課題内容: 統合失調症の診断法開発に関する研究の文献情報ページを、最後の行「研究報告書(概要版)」の後から書き継いでください。

[本文]

磁気共鳴画像及び遺伝子解析による統合失調症の診断法の開発

文献情報

文献番号
200632029A
報告書区分
総括
研究課題名
磁気共鳴画像及び遺伝子解析による統合失調症の診断法の開発
課題番号
H17-こころ-一般-007
研究年度
平成18(2006)年度
研究代表者(所属機関)
大西 隆(国立精神・神経センター精神保健研究所)
研究分担者(所属機関)
  • 橋本 亮太(大阪大学大学院医学系研究科附属子どものこころの分子統御機構研究センター疾患関連分子解析部門)
  • 小牧 元(国立精神・神経センター精神保健研究所 )
研究区分
厚生労働科学研究費補助金 疾病・障害対策研究分野 こころの健康科学研究
研究開始年度
平成17(2005)年度
研究終了予定年度
平成19(2007)年度
研究費
20,400,000円
研究者交替、所属機関変更
-

研究報告書(概要版)

[/本文]
[提供データ]

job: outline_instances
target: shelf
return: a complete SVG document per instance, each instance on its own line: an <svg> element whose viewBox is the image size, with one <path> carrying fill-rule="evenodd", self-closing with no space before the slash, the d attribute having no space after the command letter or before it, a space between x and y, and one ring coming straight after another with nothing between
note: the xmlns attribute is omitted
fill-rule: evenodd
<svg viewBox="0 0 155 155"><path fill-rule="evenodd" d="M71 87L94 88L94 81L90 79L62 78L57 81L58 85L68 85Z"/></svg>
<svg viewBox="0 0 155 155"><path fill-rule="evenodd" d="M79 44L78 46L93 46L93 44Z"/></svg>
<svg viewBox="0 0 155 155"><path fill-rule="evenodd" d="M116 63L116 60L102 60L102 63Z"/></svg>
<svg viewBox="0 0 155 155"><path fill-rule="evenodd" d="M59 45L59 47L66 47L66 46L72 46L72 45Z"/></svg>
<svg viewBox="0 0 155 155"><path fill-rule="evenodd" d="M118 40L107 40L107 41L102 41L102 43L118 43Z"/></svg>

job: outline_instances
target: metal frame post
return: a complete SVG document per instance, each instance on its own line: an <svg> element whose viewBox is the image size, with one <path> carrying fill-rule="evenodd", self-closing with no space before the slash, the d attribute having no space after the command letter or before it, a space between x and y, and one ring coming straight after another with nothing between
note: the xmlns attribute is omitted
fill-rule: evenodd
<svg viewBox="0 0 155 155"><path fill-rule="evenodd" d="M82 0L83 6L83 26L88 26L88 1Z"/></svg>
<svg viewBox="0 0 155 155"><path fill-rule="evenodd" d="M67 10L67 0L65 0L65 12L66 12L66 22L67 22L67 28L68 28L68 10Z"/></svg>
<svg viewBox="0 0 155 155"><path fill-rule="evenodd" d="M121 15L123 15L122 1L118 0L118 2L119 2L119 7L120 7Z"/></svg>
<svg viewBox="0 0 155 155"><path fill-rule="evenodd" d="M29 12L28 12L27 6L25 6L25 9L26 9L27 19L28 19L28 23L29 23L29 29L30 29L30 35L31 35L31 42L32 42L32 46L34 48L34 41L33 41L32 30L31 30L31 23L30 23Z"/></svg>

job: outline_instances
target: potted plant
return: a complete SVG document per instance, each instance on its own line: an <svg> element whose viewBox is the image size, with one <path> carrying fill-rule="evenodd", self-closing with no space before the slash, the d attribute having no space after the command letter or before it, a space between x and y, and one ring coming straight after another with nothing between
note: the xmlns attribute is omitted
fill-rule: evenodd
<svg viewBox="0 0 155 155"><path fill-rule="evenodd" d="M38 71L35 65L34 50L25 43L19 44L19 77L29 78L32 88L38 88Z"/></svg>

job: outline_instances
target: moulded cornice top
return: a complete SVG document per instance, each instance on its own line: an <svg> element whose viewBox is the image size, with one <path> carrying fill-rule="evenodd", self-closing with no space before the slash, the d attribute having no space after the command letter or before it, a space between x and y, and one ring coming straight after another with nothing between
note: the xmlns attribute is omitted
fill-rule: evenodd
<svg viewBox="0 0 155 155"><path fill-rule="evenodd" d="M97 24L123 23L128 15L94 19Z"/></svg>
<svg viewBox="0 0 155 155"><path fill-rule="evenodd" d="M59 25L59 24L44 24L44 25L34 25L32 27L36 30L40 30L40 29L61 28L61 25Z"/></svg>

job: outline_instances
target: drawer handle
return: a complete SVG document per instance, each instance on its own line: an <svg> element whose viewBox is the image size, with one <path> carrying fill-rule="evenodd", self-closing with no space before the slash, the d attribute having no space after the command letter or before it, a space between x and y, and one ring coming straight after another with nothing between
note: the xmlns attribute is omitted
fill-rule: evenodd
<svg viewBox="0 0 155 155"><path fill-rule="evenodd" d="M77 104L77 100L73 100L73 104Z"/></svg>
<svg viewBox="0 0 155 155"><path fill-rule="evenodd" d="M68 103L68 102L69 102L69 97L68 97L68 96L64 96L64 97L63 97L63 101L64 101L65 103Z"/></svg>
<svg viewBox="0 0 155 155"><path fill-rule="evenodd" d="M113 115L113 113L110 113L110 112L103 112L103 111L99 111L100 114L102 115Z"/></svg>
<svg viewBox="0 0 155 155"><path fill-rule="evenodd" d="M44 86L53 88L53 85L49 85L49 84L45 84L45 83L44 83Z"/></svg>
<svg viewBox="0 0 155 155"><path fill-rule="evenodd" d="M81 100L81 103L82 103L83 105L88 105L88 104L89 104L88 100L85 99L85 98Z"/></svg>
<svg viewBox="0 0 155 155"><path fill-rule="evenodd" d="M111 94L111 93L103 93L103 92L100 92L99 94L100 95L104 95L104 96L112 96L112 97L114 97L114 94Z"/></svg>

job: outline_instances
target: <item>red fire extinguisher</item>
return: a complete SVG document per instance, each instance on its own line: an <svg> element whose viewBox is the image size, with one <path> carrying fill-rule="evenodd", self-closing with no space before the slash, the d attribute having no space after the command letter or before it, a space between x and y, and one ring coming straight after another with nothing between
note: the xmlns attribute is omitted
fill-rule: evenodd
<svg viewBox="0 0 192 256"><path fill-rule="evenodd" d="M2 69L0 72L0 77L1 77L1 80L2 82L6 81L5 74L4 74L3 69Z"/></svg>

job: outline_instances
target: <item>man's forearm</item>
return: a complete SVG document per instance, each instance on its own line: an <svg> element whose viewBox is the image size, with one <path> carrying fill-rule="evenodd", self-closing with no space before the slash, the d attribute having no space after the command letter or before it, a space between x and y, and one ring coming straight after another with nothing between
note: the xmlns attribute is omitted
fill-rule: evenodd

[/提供データ]

結果:
研究目的
本研究は、磁気共鳴画像による多角的計測を行い、新しい方法論で解析し中間表現型としての脳局所レベル及びシステムレベルでの異常を明らかにし、それら中間表現型と脆弱性遺伝子多型との関連、認知機能異常との関連を明らかにすることにより、統合失調症の生物学的マーカーによる診断法を開発することを目標とする。
研究方法
MRIによる脳の構造学的な異常、神経線維走行の異常及び、脳機能の異常(fMRI計測による)を解析し中間表現型としての脳局所レベル及びシステムレベルでの異常を明らかにし、それら中間表現型の異常と脆弱性遺伝子多型との関連、行動レベルでの異常の原因となる認知機能異常との関連を検討した。さらにそれらの異常の基盤となる脆弱性遺伝子の及ぼすメカニズムを動物モデル、cell biologyの手法にて検討した。本研究は国立精神・神経センター武蔵地区倫理委員会の承認を得て、ヒトゲノム・遺伝子解析研究に関する倫理指針、臨床研究に関する倫理指針、日本神経科学会・ヒト脳機能の非侵襲的研究の倫理問題等に従って行われた。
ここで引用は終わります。